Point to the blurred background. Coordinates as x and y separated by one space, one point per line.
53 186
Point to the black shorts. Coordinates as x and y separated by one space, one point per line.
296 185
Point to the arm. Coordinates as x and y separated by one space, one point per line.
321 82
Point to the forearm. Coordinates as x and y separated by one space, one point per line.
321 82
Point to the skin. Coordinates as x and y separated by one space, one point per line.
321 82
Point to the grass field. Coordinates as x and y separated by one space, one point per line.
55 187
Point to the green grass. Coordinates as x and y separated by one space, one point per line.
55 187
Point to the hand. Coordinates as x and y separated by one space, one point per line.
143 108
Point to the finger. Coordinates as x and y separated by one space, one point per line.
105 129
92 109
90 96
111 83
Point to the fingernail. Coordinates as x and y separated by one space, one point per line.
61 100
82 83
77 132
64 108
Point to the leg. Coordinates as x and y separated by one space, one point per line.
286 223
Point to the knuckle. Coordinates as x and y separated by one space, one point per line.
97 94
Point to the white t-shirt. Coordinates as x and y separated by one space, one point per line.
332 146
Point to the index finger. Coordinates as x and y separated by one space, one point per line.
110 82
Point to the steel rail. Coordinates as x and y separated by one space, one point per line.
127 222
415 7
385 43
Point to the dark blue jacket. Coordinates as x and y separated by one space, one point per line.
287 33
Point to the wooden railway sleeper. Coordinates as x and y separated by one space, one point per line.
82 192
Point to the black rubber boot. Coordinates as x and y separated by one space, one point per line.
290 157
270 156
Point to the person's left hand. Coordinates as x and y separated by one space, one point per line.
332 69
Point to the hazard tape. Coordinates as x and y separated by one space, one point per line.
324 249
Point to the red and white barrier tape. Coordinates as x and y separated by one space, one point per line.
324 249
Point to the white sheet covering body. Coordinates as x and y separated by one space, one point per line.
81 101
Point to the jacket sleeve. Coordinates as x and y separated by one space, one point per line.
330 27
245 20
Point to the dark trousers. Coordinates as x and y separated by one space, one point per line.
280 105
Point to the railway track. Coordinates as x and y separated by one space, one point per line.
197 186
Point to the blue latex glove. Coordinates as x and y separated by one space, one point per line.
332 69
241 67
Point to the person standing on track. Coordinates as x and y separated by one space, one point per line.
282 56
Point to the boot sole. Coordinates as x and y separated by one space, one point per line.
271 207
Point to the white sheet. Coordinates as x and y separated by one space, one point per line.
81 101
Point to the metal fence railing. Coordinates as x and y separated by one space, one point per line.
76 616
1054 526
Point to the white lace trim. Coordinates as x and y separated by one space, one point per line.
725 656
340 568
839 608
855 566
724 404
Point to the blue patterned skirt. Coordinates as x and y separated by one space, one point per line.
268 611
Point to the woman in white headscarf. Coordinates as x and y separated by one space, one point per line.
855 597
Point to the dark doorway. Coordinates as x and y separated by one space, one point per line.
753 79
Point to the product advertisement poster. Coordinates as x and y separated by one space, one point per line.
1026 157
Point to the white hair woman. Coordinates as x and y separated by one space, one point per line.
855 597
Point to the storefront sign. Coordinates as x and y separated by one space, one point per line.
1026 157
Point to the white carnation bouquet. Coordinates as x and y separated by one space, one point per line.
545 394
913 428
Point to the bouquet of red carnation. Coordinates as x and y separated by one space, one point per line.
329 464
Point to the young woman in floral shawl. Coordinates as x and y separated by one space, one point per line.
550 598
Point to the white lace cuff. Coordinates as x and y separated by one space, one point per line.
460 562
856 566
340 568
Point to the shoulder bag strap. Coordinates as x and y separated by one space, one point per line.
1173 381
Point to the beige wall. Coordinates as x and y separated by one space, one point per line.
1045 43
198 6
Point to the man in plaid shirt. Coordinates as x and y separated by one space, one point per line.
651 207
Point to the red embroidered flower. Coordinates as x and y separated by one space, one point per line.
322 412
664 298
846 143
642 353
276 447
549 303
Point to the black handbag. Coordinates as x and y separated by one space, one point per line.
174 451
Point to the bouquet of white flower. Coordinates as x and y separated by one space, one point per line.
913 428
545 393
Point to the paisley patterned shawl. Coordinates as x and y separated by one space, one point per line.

_Your task_
Output exactly the lines above, from the one holding "Point to the shoulder" through the end of the data, including the first and last.

_Output below_
Point to the shoulder bag strap. Coordinates as x and y separated by one space, one point per line.
1173 381
Point to the beige wall. Coordinates as x and y separated by one space, one point per line.
1045 43
198 6
Point to the man in plaid shirt. Coordinates as x and y separated by one space, one point per line.
651 207
Point to the red embroidered flower. Coordinates as x and y separated by one space, one point per line.
322 412
664 298
846 143
642 353
276 447
549 303
Point to the black handbag. Coordinates as x and y separated by one space, one point per line.
174 451
Point to the bouquet of white flower. Coordinates as x and y separated by one space, one point per line.
913 428
545 393
Point to the paisley patterned shawl. Coordinates as x and y separated by one space, one point per line.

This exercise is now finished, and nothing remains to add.